### Exercise requirements
All that is needed is every record, duplicated exactly.

(Provided records Opens)

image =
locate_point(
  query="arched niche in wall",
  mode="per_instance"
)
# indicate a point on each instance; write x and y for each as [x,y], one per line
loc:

(Provided records Closes)

### Response box
image =
locate_point(
  query="arched niche in wall",
  mode="per_instance"
)
# indicate a point on each instance; write x and y for each as [x,y], one per line
loc:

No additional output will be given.